*Extract to read*
****

SET-HORUS.

Since the northern constellations were symbolised by the name of Set, the god of darkness, we should take Set-Horus to mean that the stars in the Dragon were rising at sunrise. This may explain the meaning of a remarkable figure which has set Egyptologists thinking a great deal. It is the combination of Horus and Set—a body of Horus with two heads, those of the hawk and jackal.

Now then for the myth. The reason why Naville went to the temple of Edfû for his facts is that in the later-time temples—and this is one of them—the inscriptions on the walls have chiefly to do with myth and ritual, whereas in the period covered by the earlier dynasties the temple inscriptions related chiefly to the doings of the kings. When we come to read the story which Naville brings before us, it looks as though the greatest antiquity must be conceded to it from the fact that the god Horus—the rising sun—is accompanied by the Hor-shesu, the followers or worshippers of Horus. These people are almost prehistoric, even in Egyptian history. De Rougé says of them, as I have previously pointed out, C'est le type de l'antiquité la plus reculée. They represent, possibly, the old sun-worshippers at a time when as yet there was no temple of the sun. Now, in this famous myth of Horus, Horus, accompanied and aided by the Hor-shesu, does battle with Typhon, the god of darkness, who had killed his father Osiris, and Horus avenges his father in the manner indicated in the various inscriptions and illustrative drawings given in the temple of Edfû. How does he do it? We find that in this conflict to revenge his father Osiris, he is represented in a boat killing a hippopotamus with ten darts, the beast being ultimately cut up into eight pieces. In some drawings it is a hippopotamus that he is slaying; in others, possibly for some totemic reason, a crocodile has been selected, but we can only see that it has been a crocodile by the fact that a little piece of the tail remains. Doubtless the reference had been found objectionable by some crocodile-worshipping people.

****

*Entries shown*
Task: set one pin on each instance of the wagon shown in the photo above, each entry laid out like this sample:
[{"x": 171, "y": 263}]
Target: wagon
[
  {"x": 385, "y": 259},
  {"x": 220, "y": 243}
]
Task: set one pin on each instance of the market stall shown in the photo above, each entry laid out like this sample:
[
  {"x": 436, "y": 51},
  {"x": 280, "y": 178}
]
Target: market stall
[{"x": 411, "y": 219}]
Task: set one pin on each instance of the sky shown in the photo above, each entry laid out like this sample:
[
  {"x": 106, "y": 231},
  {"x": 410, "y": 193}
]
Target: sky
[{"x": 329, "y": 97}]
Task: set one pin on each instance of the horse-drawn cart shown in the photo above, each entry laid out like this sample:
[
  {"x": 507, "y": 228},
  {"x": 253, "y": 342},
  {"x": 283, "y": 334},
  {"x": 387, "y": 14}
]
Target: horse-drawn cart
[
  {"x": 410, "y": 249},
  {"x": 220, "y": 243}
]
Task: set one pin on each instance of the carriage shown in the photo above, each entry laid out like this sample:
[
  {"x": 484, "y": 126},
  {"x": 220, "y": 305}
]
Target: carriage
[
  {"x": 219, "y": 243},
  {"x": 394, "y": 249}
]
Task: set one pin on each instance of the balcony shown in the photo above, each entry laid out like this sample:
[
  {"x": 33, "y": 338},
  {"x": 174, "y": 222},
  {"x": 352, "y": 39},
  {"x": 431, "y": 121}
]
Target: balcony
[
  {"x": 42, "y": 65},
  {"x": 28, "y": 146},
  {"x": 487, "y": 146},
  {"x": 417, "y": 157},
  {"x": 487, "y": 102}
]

****

*Requests*
A – In the Set-Horus passage, condense the paragraph beginning "Since the northern constellations" into two sentences without dropping its main facts.
B – Answer each of the following from the Set-Horus passage.
(i) Which god's name symbolized the northern constellations?
(ii) At which temple did Naville look for his facts?
(iii) With how many darts does Horus kill the hippopotamus?
C – Quote the Set-Horus passage starting with "Since the northern" and going on through "hawk and jackal.".
Use only the Set-Horus passage.

*Solutions to the exercise*
A – Because the northern constellations were symbolized by Set, the god of darkness, Set-Horus should be taken to mean that the stars in the Dragon were rising at sunrise. This may explain a remarkable figure much considered by Egyptologists: Horus and Set combined as a body of Horus with two heads, those of the hawk and the jackal.

B –
(i) Set, the god of darkness.
(ii) The temple of Edfû.
(iii) Ten.

C –
Since the northern constellations were symbolised by the name of Set, the god of darkness, we should take Set-Horus to mean that the stars in the Dragon were rising at sunrise. This may explain the meaning of a remarkable figure which has set Egyptologists thinking a great deal. It is the combination of Horus and Set—a body of Horus with two heads, those of the hawk and jackal.